━━━ PROVIDED RECORDS ━━━
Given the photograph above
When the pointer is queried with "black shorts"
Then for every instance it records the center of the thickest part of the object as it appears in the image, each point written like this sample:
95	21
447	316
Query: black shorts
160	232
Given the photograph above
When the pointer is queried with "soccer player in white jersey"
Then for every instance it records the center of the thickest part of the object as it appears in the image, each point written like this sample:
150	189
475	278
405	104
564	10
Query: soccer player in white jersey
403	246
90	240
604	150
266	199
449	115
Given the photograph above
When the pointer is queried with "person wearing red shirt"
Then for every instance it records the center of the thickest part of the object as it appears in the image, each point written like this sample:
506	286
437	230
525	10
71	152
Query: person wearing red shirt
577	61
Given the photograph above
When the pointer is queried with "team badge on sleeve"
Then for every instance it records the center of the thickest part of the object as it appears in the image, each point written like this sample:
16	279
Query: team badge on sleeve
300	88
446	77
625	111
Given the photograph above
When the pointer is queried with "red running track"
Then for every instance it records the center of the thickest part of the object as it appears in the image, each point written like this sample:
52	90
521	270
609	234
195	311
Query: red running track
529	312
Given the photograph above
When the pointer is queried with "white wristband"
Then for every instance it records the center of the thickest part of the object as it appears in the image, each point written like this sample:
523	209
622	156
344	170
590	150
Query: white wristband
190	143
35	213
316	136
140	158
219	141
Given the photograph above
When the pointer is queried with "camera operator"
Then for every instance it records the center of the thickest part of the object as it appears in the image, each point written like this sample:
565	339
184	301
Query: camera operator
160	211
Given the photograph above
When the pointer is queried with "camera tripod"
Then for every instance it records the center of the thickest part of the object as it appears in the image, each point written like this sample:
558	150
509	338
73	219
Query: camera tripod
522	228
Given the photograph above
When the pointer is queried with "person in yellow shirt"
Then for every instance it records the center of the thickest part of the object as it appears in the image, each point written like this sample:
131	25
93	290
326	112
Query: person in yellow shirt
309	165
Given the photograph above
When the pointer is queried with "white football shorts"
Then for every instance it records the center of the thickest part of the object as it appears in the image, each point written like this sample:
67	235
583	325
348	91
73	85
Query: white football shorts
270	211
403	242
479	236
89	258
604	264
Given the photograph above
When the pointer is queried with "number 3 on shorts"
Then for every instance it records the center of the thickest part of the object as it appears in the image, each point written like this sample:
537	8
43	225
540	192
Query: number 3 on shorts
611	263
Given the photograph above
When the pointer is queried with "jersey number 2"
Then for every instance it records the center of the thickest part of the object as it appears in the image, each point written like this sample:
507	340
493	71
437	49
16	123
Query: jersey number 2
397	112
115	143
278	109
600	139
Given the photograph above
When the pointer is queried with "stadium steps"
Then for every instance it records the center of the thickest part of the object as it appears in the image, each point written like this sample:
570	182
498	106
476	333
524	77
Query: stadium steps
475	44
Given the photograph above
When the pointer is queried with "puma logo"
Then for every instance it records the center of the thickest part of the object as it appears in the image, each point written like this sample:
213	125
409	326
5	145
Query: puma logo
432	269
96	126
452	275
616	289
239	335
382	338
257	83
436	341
━━━
TASK TO COMPLETE - Transcribe the data in full, keeping every character.

RESULT BELOW -
Given the photograph above
When the pointer is queried with "black shorts"
Then for every instance it records the center of the thickest part of the object as it appears in the image, each point written like this sample:
95	21
447	316
Query: black shorts
160	232
Given the photograph above
When the pointer is queried with "soccer player in white jersey"
Then for every instance it records the center of the thickest part of the object as it appears in the image, each point written like this sample:
150	189
475	278
405	104
564	10
Query: soccer player in white jersey
403	246
90	240
604	150
266	199
449	115
Given the photograph above
When the pointer is queried with "person wearing red shirt"
Then for every instance it records the center of the thickest part of the object as it appears in the image, each point written like this sample:
506	286
437	230
525	10
71	152
Query: person wearing red shirt
577	61
Given the photograph above
When the pointer is queried with "team badge on sleeve"
Then for every instance it records the center of the thickest part of the object as it appears in the image, each point written like this sample:
16	279
Query: team badge on sleeve
300	88
446	77
625	111
Given the photograph above
When the pointer is queried with "red running track"
Then for every instance it records the center of the thickest part of the object as it appears in the image, each point written like this sample:
52	90
521	270
609	234
195	311
Query: red running track
529	312
Given the photograph above
When the pointer is queried with "white wristband"
Then for every instance it records the center of the thickest part of the object as it appears in the image, each point written like this sample:
523	209
622	156
344	170
590	150
Query: white wristband
190	143
35	213
316	136
140	158
219	141
Given the photograph above
When the pointer is queried with "camera operator"
Then for every instance it records the center of the thickest part of the object as it appears in the image, each point written like this sample:
565	339
184	301
Query: camera operator
160	211
Given the photograph above
When the pointer is queried with "camera tripod"
Then for every instance it records the center of the thickest part of the object as it appears in the image, each point written like this sample:
558	150
509	338
73	219
Query: camera tripod
522	228
Given the photograph above
When the pointer is queried with "person in yellow shirt"
Then for every instance it records the center of the thickest part of the object as it appears in the image, each point written like this sample:
131	25
93	290
326	112
Query: person in yellow shirt
309	165
Given the photograph above
When the pointer is queried with "white football shorts"
Then for every instance it records the center of the thickest part of the object as it appears in the image, each point written like this sample:
67	235
583	325
348	91
73	85
Query: white football shorts
270	211
403	242
479	236
89	258
604	264
Given the photograph above
When the pointer is queried with "number 3 on shorts"
Then for every instance it records the center of the thickest part of the object as it appears in the image, each point written like this sample:
537	8
43	225
540	192
Query: number 3 on shorts
611	263
Given the photograph above
When the pointer is queried with "jersey number 2"
Then for every instance it records the center of the thickest part of the object as it appears in the image, each point written like this sample:
507	340
493	71
437	49
16	123
Query: jersey number 2
397	112
115	143
278	109
600	139
Given the photograph above
When the pointer is queried with "stadium steps"
Then for every instance it records the center of the thickest part of the object as it appears in the image, each point written like this sample:
570	182
498	106
476	333
524	77
Query: stadium steps
475	44
Given the photograph above
When the pointer is queried with "puma logo"
Then for every instance it records the center of the thickest part of the object as it appears in the image, each point written like this sample:
213	125
409	326
5	145
Query: puma logo
432	269
96	126
452	275
616	289
239	335
382	338
257	83
436	341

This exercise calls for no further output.